WHAT IS ASKED –
(A) Decide whether each statement agrees with the excerpt on generative AI rule induction: (i) FIG. 4 covers operations for policy relevant resource data model induction; (ii) FIG. 6 is a flowchart; (iii) well-known protocols are shown in detail. Answer yes or no for each, and quote the deciding words from the text.
(B) In the excerpt on generative AI rule induction, take the part that opens with the words containing "BRIEF DESCRIPTION OF" and closes with "the acquired query.". Switch "flowchart" to "flow diagram" throughout that part.
(C) Continue the excerpt on generative AI rule induction from where it stops.

EXCERPT PROVIDED –
%%
BRIEF DESCRIPTION OF THE DRAWINGS

Embodiments of the disclosure may be better understood by referencing the accompanying drawings.

FIG. 1 is a diagram of a system for automatic rule induction using generative AI.

FIG. 2 is a flowchart of example operations for acquiring a cybersecurity rule-related query from a generative AI model.

FIG. 3 is a flowchart of example operations for building a rule induction prompt based on a prompt template and retrieved values for rule induction parameters.

FIG. 4 is a flowchart of example operations for policy relevant resource data model induction.

FIG. 5 is a flowchart of example operations for updating rule induction parameter data based on feedback about the acquired query.

FIG. 6 depicts an example computer system with a generative AI-based rule induction system.

DESCRIPTION

The description that follows includes example systems, methods, techniques, and program flows to aid in understanding the disclosure and not to limit claim scope. Well-known instruction instances, protocols, structures, and techniques have not been shown in detail for conciseness.
%%
DATASET EXCERPTS –
%%
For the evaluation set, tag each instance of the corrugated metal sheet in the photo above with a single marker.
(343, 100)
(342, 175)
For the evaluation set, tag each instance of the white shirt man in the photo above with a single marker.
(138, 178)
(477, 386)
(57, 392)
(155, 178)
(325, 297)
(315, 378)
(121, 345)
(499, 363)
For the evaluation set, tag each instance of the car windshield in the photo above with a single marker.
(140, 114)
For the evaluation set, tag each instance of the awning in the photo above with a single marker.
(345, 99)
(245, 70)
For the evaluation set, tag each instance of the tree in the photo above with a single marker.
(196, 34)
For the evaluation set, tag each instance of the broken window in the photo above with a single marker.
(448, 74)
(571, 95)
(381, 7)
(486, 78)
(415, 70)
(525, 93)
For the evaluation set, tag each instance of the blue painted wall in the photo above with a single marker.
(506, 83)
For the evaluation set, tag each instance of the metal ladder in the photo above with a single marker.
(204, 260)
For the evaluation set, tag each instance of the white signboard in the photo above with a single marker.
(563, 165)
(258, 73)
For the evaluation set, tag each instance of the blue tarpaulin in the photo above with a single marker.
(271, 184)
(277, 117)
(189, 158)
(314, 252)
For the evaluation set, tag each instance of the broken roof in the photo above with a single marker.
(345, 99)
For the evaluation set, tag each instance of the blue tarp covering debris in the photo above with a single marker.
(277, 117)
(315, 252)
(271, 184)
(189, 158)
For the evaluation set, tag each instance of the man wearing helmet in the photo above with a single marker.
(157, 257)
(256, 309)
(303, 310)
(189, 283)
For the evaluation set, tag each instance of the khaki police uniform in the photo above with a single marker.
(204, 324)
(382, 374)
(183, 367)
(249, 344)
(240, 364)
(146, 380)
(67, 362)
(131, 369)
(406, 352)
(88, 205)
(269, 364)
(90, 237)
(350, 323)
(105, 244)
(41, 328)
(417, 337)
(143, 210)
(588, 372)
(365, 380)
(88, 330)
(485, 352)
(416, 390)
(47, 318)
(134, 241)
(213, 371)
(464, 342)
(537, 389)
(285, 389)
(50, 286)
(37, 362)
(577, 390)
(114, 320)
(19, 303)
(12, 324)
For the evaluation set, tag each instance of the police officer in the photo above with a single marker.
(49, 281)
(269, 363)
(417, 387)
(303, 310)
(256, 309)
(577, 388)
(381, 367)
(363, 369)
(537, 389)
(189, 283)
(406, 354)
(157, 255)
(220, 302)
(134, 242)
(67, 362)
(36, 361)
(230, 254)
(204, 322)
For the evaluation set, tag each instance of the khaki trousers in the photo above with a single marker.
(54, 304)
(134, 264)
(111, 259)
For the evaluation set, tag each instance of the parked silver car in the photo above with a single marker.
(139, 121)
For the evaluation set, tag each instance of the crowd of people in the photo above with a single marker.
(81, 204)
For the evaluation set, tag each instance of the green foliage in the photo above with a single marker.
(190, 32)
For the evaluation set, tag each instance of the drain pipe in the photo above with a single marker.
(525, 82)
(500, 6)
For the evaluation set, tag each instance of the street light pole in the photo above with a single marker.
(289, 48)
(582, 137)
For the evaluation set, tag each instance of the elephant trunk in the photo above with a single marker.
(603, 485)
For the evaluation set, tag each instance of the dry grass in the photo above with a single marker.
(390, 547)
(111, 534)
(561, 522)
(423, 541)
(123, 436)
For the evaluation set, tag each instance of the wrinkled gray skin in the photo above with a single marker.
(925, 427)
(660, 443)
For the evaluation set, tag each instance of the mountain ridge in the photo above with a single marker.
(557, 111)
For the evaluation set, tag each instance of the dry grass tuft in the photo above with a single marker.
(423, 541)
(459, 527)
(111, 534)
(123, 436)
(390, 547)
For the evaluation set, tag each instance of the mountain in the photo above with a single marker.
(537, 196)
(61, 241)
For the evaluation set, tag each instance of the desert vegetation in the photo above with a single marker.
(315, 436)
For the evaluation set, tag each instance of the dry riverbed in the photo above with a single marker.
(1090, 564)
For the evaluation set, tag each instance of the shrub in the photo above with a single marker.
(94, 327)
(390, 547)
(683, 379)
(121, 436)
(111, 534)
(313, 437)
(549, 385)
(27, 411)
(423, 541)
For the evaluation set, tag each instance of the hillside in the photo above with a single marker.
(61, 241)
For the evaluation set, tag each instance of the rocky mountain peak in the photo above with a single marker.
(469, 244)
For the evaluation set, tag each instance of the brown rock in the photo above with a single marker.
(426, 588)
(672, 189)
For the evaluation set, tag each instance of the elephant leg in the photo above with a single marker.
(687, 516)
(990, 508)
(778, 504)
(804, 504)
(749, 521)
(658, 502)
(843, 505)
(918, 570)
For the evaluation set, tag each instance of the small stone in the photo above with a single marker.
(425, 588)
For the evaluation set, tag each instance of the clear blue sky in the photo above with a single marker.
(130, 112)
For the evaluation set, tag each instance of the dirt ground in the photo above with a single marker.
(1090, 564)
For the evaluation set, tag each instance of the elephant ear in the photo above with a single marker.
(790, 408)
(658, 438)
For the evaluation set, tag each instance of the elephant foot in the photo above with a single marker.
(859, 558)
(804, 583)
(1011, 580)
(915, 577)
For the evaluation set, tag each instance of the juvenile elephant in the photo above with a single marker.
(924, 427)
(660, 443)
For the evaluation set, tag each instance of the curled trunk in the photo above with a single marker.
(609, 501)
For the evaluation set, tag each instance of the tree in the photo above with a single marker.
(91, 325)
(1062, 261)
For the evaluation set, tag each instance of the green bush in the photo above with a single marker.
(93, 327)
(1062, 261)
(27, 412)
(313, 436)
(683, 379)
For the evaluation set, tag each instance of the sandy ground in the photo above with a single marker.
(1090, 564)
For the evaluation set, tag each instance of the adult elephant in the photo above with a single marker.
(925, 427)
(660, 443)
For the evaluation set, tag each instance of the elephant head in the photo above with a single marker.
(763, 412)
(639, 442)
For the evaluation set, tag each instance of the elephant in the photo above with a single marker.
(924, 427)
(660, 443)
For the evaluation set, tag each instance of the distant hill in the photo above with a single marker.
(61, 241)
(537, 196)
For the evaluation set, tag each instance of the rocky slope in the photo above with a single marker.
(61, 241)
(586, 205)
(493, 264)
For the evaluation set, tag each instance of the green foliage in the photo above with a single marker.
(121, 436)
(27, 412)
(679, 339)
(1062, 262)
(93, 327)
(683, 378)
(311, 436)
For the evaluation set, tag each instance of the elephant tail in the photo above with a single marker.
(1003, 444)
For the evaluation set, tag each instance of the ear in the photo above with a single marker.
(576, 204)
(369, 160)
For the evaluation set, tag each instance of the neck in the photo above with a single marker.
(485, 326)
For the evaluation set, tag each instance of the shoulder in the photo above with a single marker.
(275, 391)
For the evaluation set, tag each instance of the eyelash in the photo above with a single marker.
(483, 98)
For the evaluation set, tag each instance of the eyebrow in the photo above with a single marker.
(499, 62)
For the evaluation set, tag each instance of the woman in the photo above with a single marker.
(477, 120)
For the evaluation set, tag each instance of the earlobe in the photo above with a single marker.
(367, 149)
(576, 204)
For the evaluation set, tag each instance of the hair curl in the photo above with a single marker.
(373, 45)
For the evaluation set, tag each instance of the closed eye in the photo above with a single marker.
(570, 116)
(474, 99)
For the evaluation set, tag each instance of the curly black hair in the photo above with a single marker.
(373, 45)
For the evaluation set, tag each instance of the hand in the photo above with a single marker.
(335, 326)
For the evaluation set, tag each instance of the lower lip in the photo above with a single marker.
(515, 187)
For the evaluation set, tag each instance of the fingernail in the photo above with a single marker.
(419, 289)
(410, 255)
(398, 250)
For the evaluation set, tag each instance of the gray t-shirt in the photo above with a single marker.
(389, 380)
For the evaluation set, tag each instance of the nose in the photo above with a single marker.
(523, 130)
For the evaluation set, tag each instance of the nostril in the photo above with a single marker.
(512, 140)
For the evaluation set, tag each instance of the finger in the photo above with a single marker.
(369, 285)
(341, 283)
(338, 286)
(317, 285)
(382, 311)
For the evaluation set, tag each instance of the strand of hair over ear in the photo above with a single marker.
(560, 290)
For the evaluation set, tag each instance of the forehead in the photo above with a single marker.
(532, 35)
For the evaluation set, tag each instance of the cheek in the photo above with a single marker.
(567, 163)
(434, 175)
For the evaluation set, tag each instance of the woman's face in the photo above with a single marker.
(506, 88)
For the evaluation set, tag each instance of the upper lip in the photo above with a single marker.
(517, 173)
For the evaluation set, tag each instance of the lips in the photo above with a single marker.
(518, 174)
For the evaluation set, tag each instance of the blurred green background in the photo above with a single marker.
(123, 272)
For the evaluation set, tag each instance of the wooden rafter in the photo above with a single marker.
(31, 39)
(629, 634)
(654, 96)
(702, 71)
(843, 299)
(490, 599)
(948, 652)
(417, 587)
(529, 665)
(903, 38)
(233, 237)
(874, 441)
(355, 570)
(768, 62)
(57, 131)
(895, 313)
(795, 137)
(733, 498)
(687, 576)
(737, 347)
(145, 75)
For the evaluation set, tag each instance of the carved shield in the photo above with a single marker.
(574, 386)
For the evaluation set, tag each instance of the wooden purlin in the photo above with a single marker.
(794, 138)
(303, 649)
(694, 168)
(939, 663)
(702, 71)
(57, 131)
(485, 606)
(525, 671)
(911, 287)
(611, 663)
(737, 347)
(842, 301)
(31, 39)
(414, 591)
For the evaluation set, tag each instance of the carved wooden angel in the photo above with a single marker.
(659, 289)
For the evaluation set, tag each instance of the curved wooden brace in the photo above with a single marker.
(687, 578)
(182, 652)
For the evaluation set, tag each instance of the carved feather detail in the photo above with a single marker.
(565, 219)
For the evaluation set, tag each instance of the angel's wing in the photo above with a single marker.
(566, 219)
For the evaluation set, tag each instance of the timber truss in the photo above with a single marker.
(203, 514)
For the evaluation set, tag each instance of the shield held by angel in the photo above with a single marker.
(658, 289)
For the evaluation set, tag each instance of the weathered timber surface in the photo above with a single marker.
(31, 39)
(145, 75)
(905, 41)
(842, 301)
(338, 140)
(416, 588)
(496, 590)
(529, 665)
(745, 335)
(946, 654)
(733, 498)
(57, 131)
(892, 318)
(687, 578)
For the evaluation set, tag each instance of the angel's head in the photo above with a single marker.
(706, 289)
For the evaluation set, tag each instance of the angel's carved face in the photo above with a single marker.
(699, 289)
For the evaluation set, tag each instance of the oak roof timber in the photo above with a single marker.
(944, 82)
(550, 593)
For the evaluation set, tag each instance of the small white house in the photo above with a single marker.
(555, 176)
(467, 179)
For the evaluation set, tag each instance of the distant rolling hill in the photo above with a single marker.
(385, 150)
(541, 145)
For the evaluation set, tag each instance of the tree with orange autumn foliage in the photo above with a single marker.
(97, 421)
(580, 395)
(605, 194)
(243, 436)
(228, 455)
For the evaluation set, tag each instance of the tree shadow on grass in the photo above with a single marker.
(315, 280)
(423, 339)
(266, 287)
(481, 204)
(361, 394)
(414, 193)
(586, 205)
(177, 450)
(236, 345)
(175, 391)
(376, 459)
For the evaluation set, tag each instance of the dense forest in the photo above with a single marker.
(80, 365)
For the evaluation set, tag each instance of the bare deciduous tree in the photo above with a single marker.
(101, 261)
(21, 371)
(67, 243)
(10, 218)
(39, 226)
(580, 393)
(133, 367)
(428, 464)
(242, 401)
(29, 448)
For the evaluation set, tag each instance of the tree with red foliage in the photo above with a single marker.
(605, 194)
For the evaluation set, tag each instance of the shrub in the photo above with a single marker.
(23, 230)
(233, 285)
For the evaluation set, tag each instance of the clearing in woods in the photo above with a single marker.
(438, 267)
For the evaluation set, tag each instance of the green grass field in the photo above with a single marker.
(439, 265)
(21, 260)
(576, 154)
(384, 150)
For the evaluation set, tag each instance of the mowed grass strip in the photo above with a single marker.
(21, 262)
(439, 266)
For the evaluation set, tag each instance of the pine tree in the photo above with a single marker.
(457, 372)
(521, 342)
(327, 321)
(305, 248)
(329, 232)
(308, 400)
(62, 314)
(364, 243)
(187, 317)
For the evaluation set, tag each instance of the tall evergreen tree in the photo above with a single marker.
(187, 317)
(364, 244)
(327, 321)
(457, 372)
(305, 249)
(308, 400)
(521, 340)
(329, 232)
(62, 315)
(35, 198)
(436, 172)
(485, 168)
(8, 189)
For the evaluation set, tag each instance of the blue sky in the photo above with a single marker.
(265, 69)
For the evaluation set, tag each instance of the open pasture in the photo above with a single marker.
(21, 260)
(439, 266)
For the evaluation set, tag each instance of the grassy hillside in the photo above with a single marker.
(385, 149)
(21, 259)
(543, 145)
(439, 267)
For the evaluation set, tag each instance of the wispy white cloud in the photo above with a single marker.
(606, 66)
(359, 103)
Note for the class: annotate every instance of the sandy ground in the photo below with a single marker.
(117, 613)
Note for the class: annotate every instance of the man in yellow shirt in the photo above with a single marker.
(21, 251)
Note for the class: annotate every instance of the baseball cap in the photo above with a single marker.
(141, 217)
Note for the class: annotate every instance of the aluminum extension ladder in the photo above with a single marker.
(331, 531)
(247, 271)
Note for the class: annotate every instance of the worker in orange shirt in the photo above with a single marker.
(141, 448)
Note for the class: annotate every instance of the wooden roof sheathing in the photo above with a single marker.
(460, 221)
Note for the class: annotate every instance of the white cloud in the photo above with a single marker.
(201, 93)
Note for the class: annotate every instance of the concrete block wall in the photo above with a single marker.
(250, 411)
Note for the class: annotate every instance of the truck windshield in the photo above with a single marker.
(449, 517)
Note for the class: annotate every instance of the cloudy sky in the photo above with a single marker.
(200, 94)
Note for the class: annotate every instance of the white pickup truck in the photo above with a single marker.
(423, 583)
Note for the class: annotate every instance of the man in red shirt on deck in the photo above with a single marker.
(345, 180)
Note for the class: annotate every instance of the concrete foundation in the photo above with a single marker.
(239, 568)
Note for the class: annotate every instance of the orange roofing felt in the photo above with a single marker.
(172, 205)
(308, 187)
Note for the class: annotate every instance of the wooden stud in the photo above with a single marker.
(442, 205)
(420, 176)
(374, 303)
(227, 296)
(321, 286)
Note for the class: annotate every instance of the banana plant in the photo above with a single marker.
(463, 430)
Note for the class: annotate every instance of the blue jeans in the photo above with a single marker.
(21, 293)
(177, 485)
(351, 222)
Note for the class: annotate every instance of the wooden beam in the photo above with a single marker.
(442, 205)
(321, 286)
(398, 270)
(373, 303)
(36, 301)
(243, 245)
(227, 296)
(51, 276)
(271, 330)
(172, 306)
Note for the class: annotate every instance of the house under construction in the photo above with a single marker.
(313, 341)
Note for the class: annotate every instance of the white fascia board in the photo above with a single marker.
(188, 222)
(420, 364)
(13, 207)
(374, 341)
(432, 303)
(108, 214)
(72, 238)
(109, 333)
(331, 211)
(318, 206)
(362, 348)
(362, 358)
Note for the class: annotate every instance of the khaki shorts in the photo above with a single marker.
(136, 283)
%%
SOLVED TASKS –
(A)
(i) Yes: "FIG. 4 is a flowchart of example operations for policy relevant resource data model induction."
(ii) No: "FIG. 6 depicts an example computer system with a generative AI-based rule induction system."
(iii) No: "Well-known instruction instances, protocols, structures, and techniques have not been shown in detail for conciseness."

(B)
BRIEF DESCRIPTION OF THE DRAWINGS

Embodiments of the disclosure may be better understood by referencing the accompanying drawings.

FIG. 1 is a diagram of a system for automatic rule induction using generative AI.

FIG. 2 is a flow diagram of example operations for acquiring a cybersecurity rule-related query from a generative AI model.

FIG. 3 is a flow diagram of example operations for building a rule induction prompt based on a prompt template and retrieved values for rule induction parameters.

FIG. 4 is a flow diagram of example operations for policy relevant resource data model induction.

FIG. 5 is a flow diagram of example operations for updating rule induction parameter data based on feedback about the acquired query.

(C)
Terminology

Industry literature often uses the terms “rule” and “query” as synonyms when referring to rules authored for a cybersecurity policy, which can include one or more rules. The consequent of a cybersecurity rule can be a security related action or a classification of something being evaluated as malicious, suspicious, etc. A cybersecurity rule related query will be a query to obtain values or data to evaluate a condition of a cybersecurity rule. While this disclosure can be used to create a policy or cybersecurity rule including a consequent, the description focuses on the acquisition of a query since the query is the core of a rule used to determine whether a rule “fires”. As the query is the core of a rule, the “rule induction” and “rule acquisition” encompass acquiring or obtaining a query. Initially, the description will refer to rule/query but progress to only referring to a query for efficiency.

This description uses the terms “foundation model” and “generative artificial intelligence (AI) model” interchangeably because the technology is relatively young and use of terms in industry is dynamic. Some articles would classify a generative AI model as one type of foundation model, but other articles refer to foundation generative AI models. Since this disclosure can use a model regardless of it being identified as a foundation model or a generative AI model, the description uses both terms.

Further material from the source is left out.